- _Obiettivo dichiarato 1_
Elenca tutte le righe dei record che contengono la stringa "mosaic", distinguendo tra maiuscole e minuscole.
################
Qasim trasmise la via all’imām degli imām che agısce secondo la Verità Ja’far figlio del fedele Muhammad [Ja’far al-Sadiq]. Era discendente di Ali, mori a Medina nel 148 dell’ egira e fu sepolto al Baqi accanto al padre e al nonno.

Ja’far trasmise la via all’imām fortificato dalla forza di Dio, al sovrano di quelli che conoscono Dio, Abu Yazid (Bayazid) Bistami, possa il suo mistero essere santificato.

Abu Yazid trasmise la via all’amico di Dio e rifugio di tutti coloro che aspirano a Dio, Abul Hasan Kharaqani.

Abul Hasan la trasmise all’imām, al polo dei poli, Abu Ali Kharmali.

Abu Ali la trasmise allo shaykh Yusuf [Abu Yaqub Yusuf| Hamadani.

Yusuf trasmise la via al rifugio del popolo, Abd al-Khaliq Ghijduvani.

Abd al-Khaliq la trasmise all’imām che s’era spogliato del suo involucro umano, al polo dei santi, lo shaykh Aref Rivgari.

Arif la trasmise all’imam che aveva rinunciato alle mire del mondo, allo shaykh degli shaykh, Mahmud Andjir al-Hanawi.

Mahmud Andjir la trasmise all’imām che s’immerse nel suo amore per Dio, noto con il nome di Hazrat Azizan, Ali al-Ramati.

Ali la trasmise all’imām che, volto interamente a Dio, dimenticò ogni altra cosa, al polo dei santi, Muhammad Baba al-Samasi.

Muhammad Baba la trasmise alla fonte dei meriti della conoscenza di Dio, al re dei grandi uomini, all’imām Sayid Amir al-Kulali.
################
- _Obiettivo dichiarato 2_
Riporta parola per parola il tratto del brano di origine che comincia da "Abu Ali la trasmise" e finisce con "Azizan, Ali al-Ramati.".
################
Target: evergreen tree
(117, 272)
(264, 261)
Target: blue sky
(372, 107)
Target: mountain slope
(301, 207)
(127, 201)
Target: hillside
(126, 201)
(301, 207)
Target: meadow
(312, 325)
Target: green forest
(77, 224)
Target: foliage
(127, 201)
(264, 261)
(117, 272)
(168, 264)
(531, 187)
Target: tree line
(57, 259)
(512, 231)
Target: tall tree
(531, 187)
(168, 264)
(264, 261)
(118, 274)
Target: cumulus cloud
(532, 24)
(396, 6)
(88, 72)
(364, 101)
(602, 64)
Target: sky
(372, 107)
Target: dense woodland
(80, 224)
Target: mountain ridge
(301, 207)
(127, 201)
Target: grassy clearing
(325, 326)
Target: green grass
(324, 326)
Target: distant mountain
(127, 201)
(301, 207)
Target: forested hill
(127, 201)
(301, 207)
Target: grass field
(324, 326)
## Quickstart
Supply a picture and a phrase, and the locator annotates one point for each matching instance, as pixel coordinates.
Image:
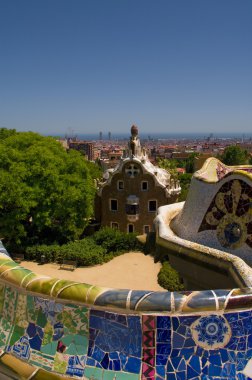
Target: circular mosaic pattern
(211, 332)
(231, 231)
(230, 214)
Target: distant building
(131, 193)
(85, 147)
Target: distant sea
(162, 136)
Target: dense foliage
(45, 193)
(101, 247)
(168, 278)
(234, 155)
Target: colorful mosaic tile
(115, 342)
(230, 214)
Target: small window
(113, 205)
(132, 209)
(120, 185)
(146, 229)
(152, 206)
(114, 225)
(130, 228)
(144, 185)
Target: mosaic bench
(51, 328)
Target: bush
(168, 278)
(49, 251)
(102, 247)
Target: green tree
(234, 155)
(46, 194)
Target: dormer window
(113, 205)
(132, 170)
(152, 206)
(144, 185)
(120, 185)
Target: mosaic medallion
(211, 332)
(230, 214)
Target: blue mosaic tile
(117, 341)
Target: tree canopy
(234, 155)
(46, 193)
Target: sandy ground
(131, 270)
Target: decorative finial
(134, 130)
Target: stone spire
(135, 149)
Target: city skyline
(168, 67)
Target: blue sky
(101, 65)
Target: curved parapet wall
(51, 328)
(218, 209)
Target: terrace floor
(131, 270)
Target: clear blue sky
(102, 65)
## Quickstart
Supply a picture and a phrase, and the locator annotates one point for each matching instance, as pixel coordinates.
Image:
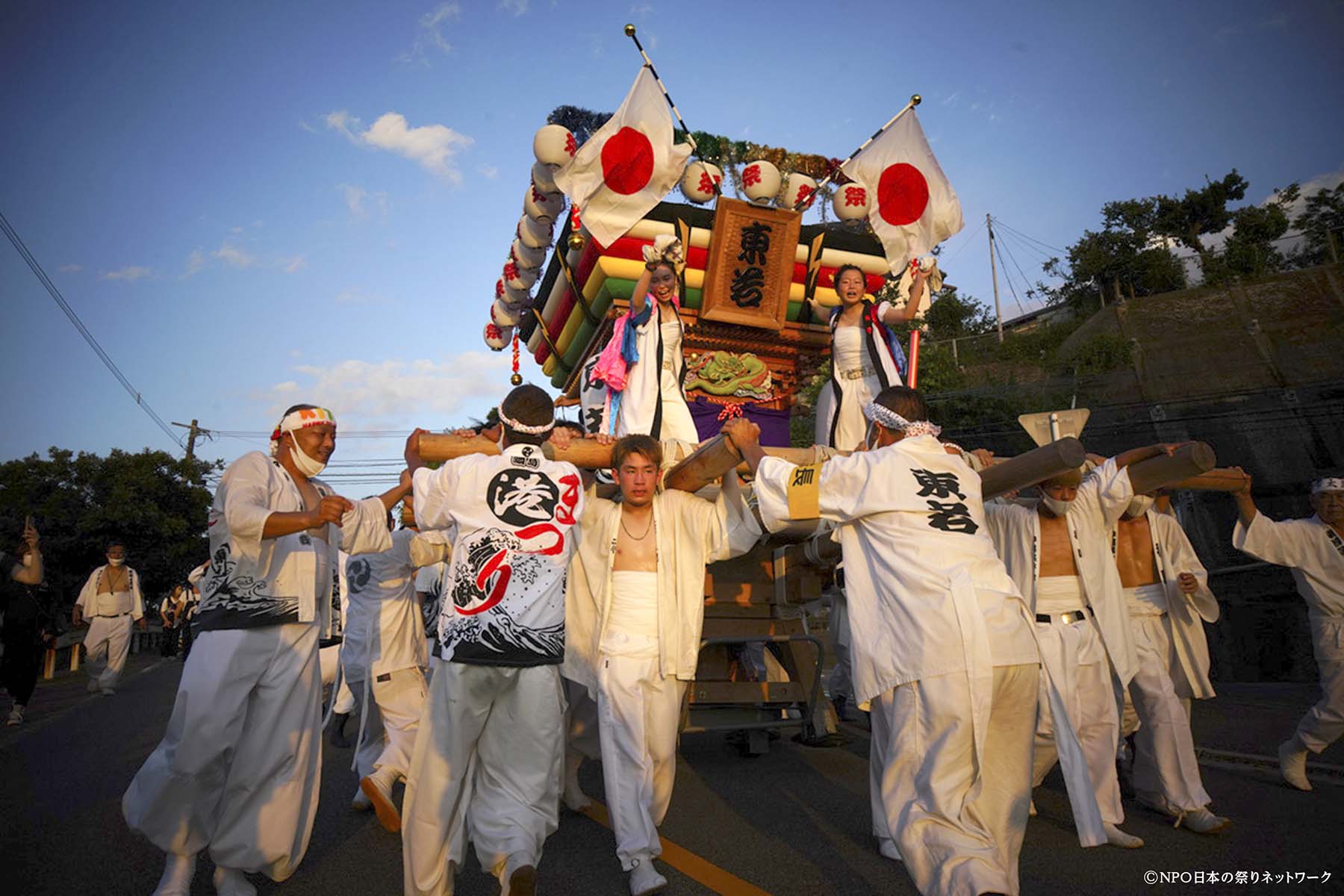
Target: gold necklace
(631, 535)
################
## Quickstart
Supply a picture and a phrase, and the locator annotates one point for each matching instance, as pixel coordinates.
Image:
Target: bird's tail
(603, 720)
################
- _Risposta finale 1_
Target: circular mosaic pattern
Target: colorful mosaic tile
Target: mosaic bench
Target: mosaic medallion
Target: blue mosaic tile

- _Risposta finale 2_
Abu Ali la trasmise allo shaykh Yusuf [Abu Yaqub Yusuf| Hamadani.

Yusuf trasmise la via al rifugio del popolo, Abd al-Khaliq Ghijduvani.

Abd al-Khaliq la trasmise all’imām che s’era spogliato del suo involucro umano, al polo dei santi, lo shaykh Aref Rivgari.

Arif la trasmise all’imam che aveva rinunciato alle mire del mondo, allo shaykh degli shaykh, Mahmud Andjir al-Hanawi.

Mahmud Andjir la trasmise all’imām che s’immerse nel suo amore per Dio, noto con il nome di Hazrat Azizan, Ali al-Ramati.